● Document text
★ ★ ★ ★ ★ ★ ★

# Females "argueing"?



## Bunnybonkers (Sep 13, 2010)

I have two female mice who 99 percent of the time get along fine. Sometimes however i hear some squeaking and one seems to chase the other which i think is in an aggressive way. I'm assuming this is some sort of hierarchial behaviour taking place but just wanted to make sure they will stil be ok together


----------



## bethmccallister (Mar 5, 2010)

Lol, the first thing to check is that they are in fact both female.

Females do squabble from time to time, I even have females that pretend to be males and act out the mating practice :shock: It's all mostly harmless as long as everyone is allowed to eat and drink and share the warm nest. If you ever see blood or a decline in the meek mouses condition I would think about removing the bad one into her own compartment for a while.


----------



## kim1982 (Dec 9, 2010)

hi , i also have this problem with one of my does. i introduced 2 new does into my current 3 does last night, the 2 new does have been chased around the tank and jumped on since,all i hear from my 2 new ones is sqeeks . i did notice though that they were all sleeping in the same place when i got up early this morning and i have seen them eating etc . ill keep my eye on the bully


----------



## kerryann (Oct 4, 2010)

★ ★ ★ ★ ★ ★ ★

● Requirements
- A) Answer these questions about the forum thread on female mice:
(i) How many female mice does Bunnybonkers have?
(ii) What does bethmccallister suggest doing if you ever see blood or a decline in the meek mouse's condition?
(iii) How many new does did kim1982 introduce, and to how many current does?
- B) Write the next part of the forum thread on squabbling female mice, picking up after its final line.

(Dataset rows)
★ ★ ★ ★ ★ ★ ★

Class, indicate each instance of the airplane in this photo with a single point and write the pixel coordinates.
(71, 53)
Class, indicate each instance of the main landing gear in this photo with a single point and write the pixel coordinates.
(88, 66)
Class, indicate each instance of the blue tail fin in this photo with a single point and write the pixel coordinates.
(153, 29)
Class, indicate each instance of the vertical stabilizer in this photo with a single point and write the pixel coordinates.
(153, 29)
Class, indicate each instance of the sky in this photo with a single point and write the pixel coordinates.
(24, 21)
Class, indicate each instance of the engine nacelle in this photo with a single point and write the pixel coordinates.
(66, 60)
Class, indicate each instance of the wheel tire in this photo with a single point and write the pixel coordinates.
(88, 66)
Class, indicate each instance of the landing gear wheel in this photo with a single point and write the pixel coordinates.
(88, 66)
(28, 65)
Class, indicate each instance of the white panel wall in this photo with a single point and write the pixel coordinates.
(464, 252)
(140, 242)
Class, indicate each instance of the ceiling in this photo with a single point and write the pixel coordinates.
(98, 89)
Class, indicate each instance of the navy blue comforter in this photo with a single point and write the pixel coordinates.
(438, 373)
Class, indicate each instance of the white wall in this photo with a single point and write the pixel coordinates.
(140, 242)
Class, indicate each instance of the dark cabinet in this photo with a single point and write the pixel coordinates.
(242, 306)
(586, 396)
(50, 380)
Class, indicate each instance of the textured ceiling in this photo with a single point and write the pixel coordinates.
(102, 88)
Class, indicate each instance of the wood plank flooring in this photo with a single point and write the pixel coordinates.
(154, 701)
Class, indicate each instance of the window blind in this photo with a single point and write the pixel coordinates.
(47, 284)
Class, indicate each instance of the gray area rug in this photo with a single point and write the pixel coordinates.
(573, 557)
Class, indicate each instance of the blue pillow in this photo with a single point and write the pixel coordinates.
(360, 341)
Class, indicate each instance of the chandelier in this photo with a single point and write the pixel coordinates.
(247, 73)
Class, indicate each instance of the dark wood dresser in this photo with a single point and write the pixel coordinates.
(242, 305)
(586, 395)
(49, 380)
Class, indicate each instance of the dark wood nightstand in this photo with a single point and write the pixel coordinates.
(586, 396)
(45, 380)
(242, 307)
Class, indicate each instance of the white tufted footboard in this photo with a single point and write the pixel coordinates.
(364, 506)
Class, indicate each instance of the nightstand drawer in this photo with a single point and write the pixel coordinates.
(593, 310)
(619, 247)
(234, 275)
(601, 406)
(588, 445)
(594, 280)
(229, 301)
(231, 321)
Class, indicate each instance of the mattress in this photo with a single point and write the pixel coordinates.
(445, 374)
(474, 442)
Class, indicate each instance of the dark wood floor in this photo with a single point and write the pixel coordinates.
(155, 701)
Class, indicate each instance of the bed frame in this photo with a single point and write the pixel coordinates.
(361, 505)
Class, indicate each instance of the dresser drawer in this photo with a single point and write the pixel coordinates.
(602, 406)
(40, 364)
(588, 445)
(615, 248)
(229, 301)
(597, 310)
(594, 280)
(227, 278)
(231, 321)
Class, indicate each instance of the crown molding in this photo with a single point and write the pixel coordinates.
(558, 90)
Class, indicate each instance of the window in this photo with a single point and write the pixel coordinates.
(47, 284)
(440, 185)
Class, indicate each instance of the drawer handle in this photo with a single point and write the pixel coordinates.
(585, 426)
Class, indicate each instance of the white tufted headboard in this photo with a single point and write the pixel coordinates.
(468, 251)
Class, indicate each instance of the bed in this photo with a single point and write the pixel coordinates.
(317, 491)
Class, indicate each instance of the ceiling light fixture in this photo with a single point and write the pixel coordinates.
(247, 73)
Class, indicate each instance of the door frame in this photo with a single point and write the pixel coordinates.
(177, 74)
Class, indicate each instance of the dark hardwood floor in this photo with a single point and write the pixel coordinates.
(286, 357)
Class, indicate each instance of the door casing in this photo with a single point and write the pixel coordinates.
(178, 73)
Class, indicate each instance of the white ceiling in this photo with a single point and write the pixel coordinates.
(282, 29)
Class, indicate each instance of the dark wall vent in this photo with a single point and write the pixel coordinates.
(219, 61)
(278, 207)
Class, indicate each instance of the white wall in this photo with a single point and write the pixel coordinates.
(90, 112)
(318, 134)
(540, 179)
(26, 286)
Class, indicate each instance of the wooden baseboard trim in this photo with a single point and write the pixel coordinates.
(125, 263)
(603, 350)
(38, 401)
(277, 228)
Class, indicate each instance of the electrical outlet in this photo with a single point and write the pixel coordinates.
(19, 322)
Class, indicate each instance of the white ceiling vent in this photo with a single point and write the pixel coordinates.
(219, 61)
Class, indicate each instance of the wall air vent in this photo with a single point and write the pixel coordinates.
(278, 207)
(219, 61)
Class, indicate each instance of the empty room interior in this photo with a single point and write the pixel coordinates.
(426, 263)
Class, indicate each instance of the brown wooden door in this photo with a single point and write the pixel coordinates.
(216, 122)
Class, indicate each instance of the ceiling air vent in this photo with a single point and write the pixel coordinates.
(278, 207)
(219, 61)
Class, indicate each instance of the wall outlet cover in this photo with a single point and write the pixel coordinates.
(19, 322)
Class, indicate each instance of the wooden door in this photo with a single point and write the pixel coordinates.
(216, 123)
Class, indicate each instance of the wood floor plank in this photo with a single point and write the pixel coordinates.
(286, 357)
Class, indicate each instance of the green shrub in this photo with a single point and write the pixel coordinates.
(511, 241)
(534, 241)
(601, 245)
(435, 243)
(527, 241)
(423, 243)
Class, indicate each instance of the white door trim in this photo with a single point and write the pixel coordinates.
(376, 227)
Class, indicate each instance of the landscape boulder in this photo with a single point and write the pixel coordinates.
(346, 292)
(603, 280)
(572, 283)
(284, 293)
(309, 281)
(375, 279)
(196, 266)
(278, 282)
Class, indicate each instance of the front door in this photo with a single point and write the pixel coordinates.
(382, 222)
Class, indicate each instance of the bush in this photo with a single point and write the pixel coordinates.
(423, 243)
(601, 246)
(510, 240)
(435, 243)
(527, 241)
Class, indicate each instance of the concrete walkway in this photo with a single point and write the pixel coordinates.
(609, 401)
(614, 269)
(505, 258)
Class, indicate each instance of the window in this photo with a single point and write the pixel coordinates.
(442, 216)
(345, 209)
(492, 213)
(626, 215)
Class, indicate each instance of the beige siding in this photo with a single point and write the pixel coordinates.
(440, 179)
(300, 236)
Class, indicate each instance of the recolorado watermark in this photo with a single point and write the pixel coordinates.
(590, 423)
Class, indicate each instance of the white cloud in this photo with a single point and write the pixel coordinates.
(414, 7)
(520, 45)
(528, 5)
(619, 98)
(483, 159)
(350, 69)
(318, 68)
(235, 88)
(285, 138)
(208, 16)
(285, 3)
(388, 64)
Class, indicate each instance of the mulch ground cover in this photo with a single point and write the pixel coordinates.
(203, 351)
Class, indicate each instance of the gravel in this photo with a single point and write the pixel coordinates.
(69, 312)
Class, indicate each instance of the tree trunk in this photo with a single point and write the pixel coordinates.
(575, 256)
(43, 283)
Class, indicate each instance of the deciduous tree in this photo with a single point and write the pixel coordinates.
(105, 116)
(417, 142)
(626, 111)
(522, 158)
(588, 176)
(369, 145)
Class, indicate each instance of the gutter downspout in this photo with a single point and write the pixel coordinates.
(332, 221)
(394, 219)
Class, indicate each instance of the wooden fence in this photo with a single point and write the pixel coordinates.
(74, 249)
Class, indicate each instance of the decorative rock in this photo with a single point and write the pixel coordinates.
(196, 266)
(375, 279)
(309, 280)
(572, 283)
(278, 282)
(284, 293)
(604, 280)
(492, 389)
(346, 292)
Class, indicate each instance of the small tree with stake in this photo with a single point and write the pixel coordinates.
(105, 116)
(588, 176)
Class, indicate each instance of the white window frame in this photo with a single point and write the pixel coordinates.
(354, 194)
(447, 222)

★ ★ ★ ★ ★ ★ ★

● Results in order
- A)
(i) Two.
(ii) Think about moving the bad one into her own compartment for a while.
(iii) Two new does, introduced to three current does.

- B)
my does fight from time to time, over food toys etc but its never serious.
beth is right, first thing would be to check if they are both female and f there is ever blood seperate them,


----------



## Marjolijn (Jan 1, 2009)

It's a sign of dominance. My does fight very little, but I do hear some sqeeks sometimes. When they sleep together the worst is over, but the can fight some more over yummie food and toys.


----------



## jessierose2006 (Dec 1, 2010)

my does dont even squeek lol all they do is kinda blow air (pfhh) type noises and one does a very lite squeeking more like a small sneeze lol so my doe tank is pretty quite


----------



## geordiesmice (Oct 26, 2010)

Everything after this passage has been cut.